* EXERCISE:
Leave out every line before the one containing "Pass the picture", and set down that line and the rest through the end of the listing exactly.

* INFORMATION GIVEN:
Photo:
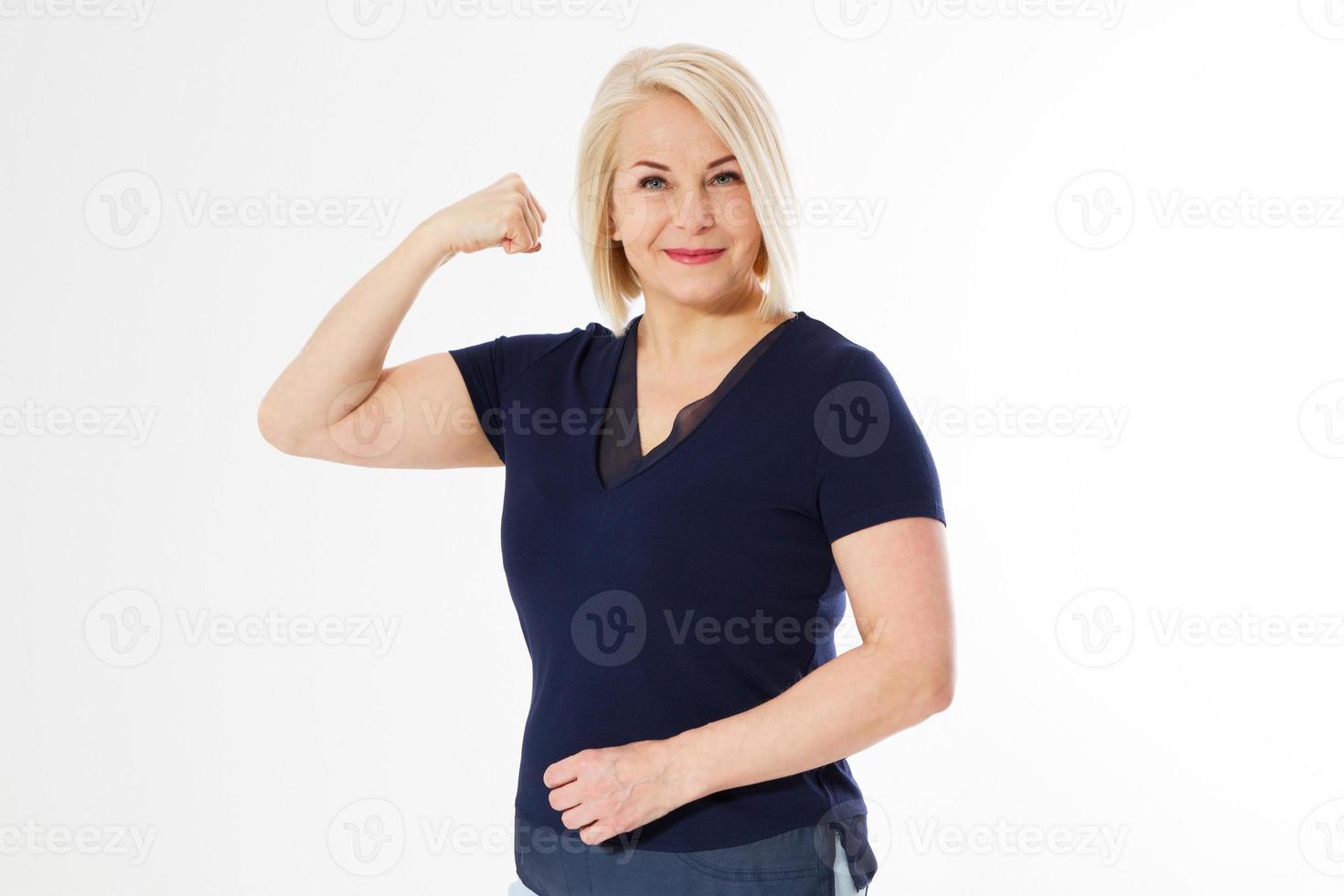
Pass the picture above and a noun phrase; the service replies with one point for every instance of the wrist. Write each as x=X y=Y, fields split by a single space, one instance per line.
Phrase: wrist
x=689 y=773
x=433 y=240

* RESULT OF THE TASK:
Pass the picture above and a noun phrase; the service replies with one point for every instance of the wrist. Write each as x=X y=Y, fields split by a single space, one instance per line.
Phrase: wrist
x=689 y=773
x=433 y=240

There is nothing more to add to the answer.